REQUIRED TASK
Give as a JSON list of strings, one string per line and blank lines left out, the lines of the records that begin at the line containing "query (the phrase naming what to segment): **weathered" and stop after the line containing "129L141 125L139 124L125".

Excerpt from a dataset
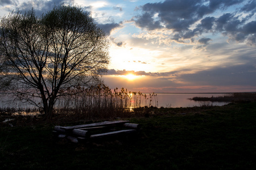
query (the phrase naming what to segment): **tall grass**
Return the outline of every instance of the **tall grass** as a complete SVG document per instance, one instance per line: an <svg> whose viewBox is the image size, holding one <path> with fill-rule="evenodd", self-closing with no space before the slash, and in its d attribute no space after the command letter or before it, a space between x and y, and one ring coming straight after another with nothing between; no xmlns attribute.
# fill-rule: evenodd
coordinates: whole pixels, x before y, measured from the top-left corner
<svg viewBox="0 0 256 170"><path fill-rule="evenodd" d="M73 94L73 95L72 94ZM84 118L111 118L130 116L133 108L158 107L157 95L128 92L127 89L99 84L81 93L70 92L56 105L56 113L76 114Z"/></svg>
<svg viewBox="0 0 256 170"><path fill-rule="evenodd" d="M237 92L227 94L223 96L217 97L194 97L189 99L195 101L219 101L219 102L246 102L256 101L256 93Z"/></svg>

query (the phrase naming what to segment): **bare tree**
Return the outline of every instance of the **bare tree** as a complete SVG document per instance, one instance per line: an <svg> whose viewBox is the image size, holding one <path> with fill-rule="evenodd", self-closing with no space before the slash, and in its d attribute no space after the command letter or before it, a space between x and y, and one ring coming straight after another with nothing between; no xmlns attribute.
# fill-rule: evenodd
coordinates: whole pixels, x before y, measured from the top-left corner
<svg viewBox="0 0 256 170"><path fill-rule="evenodd" d="M47 117L59 96L78 86L96 85L106 70L109 43L80 7L62 5L40 16L33 9L12 13L2 18L0 27L2 71L11 76L9 87L42 108Z"/></svg>

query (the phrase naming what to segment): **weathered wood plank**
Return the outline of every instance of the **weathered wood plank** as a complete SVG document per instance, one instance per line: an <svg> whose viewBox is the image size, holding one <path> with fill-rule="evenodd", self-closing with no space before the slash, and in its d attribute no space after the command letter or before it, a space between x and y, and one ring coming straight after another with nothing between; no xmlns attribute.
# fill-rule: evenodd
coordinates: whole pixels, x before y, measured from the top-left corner
<svg viewBox="0 0 256 170"><path fill-rule="evenodd" d="M141 129L141 125L139 124L125 123L123 124L123 126L126 128L131 128L134 129L139 130L139 129Z"/></svg>
<svg viewBox="0 0 256 170"><path fill-rule="evenodd" d="M108 132L105 133L97 134L92 135L90 137L90 139L100 139L102 138L114 137L117 135L121 135L122 134L129 134L131 133L135 133L136 130L135 129L129 129L129 130L121 130L119 131L115 131L112 132Z"/></svg>
<svg viewBox="0 0 256 170"><path fill-rule="evenodd" d="M90 135L90 133L89 131L84 130L77 129L73 129L72 134L73 134L76 136L84 137L84 138L89 138Z"/></svg>
<svg viewBox="0 0 256 170"><path fill-rule="evenodd" d="M79 129L77 129L90 130L101 129L105 129L105 128L109 128L107 126L96 126L96 127L79 128Z"/></svg>
<svg viewBox="0 0 256 170"><path fill-rule="evenodd" d="M61 128L61 126L54 126L54 130L58 131L58 132L61 132L61 133L65 133L65 129Z"/></svg>
<svg viewBox="0 0 256 170"><path fill-rule="evenodd" d="M68 136L67 138L72 142L78 143L77 138L71 136Z"/></svg>
<svg viewBox="0 0 256 170"><path fill-rule="evenodd" d="M103 122L99 123L94 123L91 124L85 124L85 125L76 125L73 126L60 126L61 129L65 129L66 130L69 130L73 129L81 129L84 128L89 128L89 127L97 127L97 126L110 126L113 125L118 125L118 124L123 124L125 123L129 123L129 121L105 121Z"/></svg>

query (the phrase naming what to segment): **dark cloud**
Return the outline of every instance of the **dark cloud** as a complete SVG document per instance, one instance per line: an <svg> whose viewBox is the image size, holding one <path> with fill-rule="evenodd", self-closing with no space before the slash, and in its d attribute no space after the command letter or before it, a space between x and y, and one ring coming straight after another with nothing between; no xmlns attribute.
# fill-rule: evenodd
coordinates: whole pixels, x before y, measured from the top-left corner
<svg viewBox="0 0 256 170"><path fill-rule="evenodd" d="M214 68L194 74L180 75L179 78L192 84L256 86L256 68L250 64Z"/></svg>
<svg viewBox="0 0 256 170"><path fill-rule="evenodd" d="M145 72L144 71L128 71L126 70L115 70L114 69L110 69L108 71L108 75L123 75L129 74L133 74L136 75L147 75L152 76L170 76L170 75L176 73L176 71L164 72L164 73L151 73Z"/></svg>
<svg viewBox="0 0 256 170"><path fill-rule="evenodd" d="M201 27L206 31L210 30L212 28L214 20L215 18L214 17L206 17L201 20L201 24L197 26L197 27Z"/></svg>
<svg viewBox="0 0 256 170"><path fill-rule="evenodd" d="M200 44L207 45L209 44L209 41L212 40L212 39L209 38L202 38L198 40L198 42Z"/></svg>
<svg viewBox="0 0 256 170"><path fill-rule="evenodd" d="M106 35L109 36L110 35L111 31L113 29L122 27L122 23L108 23L108 24L98 24L98 26L102 29Z"/></svg>
<svg viewBox="0 0 256 170"><path fill-rule="evenodd" d="M237 42L250 41L252 43L253 34L256 33L256 21L253 13L256 11L256 2L250 1L243 5L243 2L242 0L166 0L158 3L148 3L141 7L142 14L135 17L133 20L138 27L148 30L163 28L171 29L174 33L170 35L170 39L178 42L184 42L189 39L193 41L195 37L204 33L220 32ZM238 4L243 5L238 11L226 13L217 18L209 16L217 10L224 10ZM251 14L242 15L245 12ZM191 26L195 24L196 27L192 29Z"/></svg>
<svg viewBox="0 0 256 170"><path fill-rule="evenodd" d="M250 1L241 8L240 11L255 12L256 11L256 1L255 0Z"/></svg>
<svg viewBox="0 0 256 170"><path fill-rule="evenodd" d="M243 32L245 34L256 33L256 21L252 21L243 27Z"/></svg>
<svg viewBox="0 0 256 170"><path fill-rule="evenodd" d="M148 12L144 13L135 22L136 24L140 27L147 28L148 30L154 30L163 28L160 25L159 21L154 21L152 16Z"/></svg>
<svg viewBox="0 0 256 170"><path fill-rule="evenodd" d="M11 0L0 0L0 5L3 6L5 5L13 4L13 2Z"/></svg>
<svg viewBox="0 0 256 170"><path fill-rule="evenodd" d="M114 10L119 10L120 11L122 11L123 10L123 8L119 6L114 6L113 8Z"/></svg>

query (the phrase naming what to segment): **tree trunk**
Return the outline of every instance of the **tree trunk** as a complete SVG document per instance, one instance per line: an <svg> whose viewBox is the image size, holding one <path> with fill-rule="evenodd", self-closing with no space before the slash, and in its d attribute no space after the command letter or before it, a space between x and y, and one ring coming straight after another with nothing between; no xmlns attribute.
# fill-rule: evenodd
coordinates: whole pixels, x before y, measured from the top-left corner
<svg viewBox="0 0 256 170"><path fill-rule="evenodd" d="M53 115L53 105L55 99L50 97L47 102L47 100L43 101L44 105L44 113L46 119L49 120Z"/></svg>

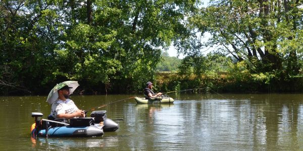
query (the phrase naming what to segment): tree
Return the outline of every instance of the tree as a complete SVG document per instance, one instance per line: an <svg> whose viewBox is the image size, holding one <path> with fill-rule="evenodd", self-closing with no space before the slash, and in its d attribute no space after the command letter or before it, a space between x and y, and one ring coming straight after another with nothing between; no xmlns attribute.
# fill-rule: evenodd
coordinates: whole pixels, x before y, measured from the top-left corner
<svg viewBox="0 0 303 151"><path fill-rule="evenodd" d="M239 61L246 60L254 72L284 70L298 73L302 5L299 1L212 1L190 19L205 45L220 45ZM287 63L286 63L287 62ZM291 68L292 69L290 69Z"/></svg>

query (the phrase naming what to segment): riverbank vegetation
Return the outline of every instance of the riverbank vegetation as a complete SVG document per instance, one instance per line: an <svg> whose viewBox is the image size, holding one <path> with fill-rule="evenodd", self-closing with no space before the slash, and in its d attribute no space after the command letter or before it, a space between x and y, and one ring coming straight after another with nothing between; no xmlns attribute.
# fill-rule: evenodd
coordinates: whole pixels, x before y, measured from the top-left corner
<svg viewBox="0 0 303 151"><path fill-rule="evenodd" d="M46 95L67 80L86 94L141 93L148 81L162 91L301 92L302 5L2 1L0 93ZM159 64L171 45L186 57Z"/></svg>

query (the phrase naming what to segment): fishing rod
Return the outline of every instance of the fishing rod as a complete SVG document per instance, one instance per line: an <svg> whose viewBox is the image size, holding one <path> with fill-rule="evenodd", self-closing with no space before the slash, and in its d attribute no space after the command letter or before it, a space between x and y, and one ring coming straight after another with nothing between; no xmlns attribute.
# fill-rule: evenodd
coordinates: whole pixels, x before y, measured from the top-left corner
<svg viewBox="0 0 303 151"><path fill-rule="evenodd" d="M162 94L168 94L168 93L173 93L173 92L187 91L190 91L190 90L193 90L205 89L208 89L208 88L209 88L208 87L206 87L206 88L196 88L196 89L186 89L186 90L178 90L178 91L170 91L170 92L165 92L165 93L163 93Z"/></svg>
<svg viewBox="0 0 303 151"><path fill-rule="evenodd" d="M114 103L118 102L119 102L119 101L124 101L124 100L128 100L128 99L134 98L135 98L135 97L130 97L130 98L126 98L126 99L119 100L116 101L114 101L114 102L113 102L109 103L108 104L104 104L104 105L100 105L100 106L96 106L96 107L93 107L93 108L90 108L90 109L84 110L84 113L85 113L85 114L86 114L86 113L87 113L88 111L93 111L93 110L95 110L96 109L99 109L99 108L103 108L104 107L108 105L109 105L109 104L113 104Z"/></svg>

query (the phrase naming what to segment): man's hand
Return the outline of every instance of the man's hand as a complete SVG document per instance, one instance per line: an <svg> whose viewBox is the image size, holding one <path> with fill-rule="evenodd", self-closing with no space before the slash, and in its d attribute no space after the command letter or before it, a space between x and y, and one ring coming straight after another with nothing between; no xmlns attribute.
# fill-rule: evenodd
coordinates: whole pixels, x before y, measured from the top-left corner
<svg viewBox="0 0 303 151"><path fill-rule="evenodd" d="M85 117L85 113L84 112L84 111L83 111L83 110L79 110L77 111L76 113L77 113L77 115L78 115L78 116L77 116L77 117Z"/></svg>

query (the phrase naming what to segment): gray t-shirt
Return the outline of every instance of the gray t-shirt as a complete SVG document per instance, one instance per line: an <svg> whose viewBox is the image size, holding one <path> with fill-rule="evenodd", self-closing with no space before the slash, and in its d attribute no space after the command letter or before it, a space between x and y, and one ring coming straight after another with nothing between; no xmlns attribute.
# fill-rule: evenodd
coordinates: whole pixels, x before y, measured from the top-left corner
<svg viewBox="0 0 303 151"><path fill-rule="evenodd" d="M79 109L72 100L67 99L66 101L57 100L52 105L50 114L55 118L60 114L70 114L76 112Z"/></svg>

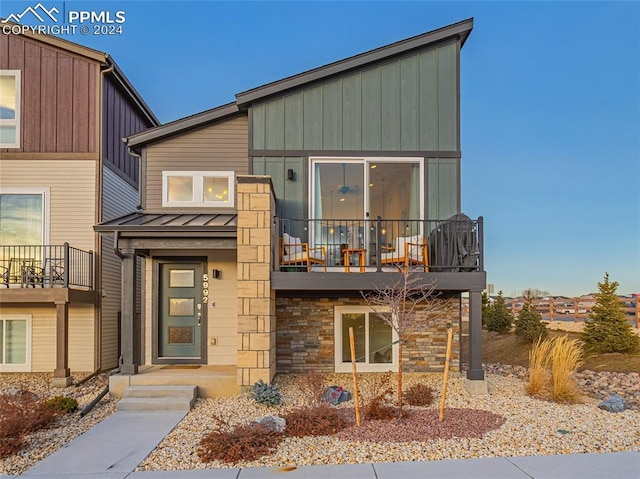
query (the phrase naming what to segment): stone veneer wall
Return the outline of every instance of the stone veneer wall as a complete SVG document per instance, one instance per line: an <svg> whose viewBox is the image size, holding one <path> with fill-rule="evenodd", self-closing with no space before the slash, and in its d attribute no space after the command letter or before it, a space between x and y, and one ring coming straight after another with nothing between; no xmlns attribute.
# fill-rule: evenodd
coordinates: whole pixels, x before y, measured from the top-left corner
<svg viewBox="0 0 640 479"><path fill-rule="evenodd" d="M453 347L450 370L460 371L460 298L451 302ZM304 373L311 369L332 373L334 363L334 307L364 306L361 298L276 299L276 364L278 373ZM403 348L405 372L444 370L447 345L446 319L436 327L408 335Z"/></svg>
<svg viewBox="0 0 640 479"><path fill-rule="evenodd" d="M238 385L276 373L275 292L271 256L275 196L269 176L237 177Z"/></svg>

TASK RESPONSE
[
  "query (the phrase naming what to segment): **weathered wood plank**",
  "Return the outline of every instance of the **weathered wood plank** as a complete SVG document per instance, one instance per line: an <svg> whose viewBox is the image size, holding one <path> with fill-rule=\"evenodd\", self-closing with no space before the slash, and in its d attribute no space after the command letter or before it, a space between x and y, and one ring coming straight after another with nothing between; no xmlns attribute.",
  "# fill-rule: evenodd",
  "coordinates: whole pixels, x before y, measured from the top-left corner",
  "<svg viewBox=\"0 0 256 170\"><path fill-rule=\"evenodd\" d=\"M141 129L141 125L139 124L125 123L123 124L123 126L126 128L131 128L134 129L139 130L139 129Z\"/></svg>"
]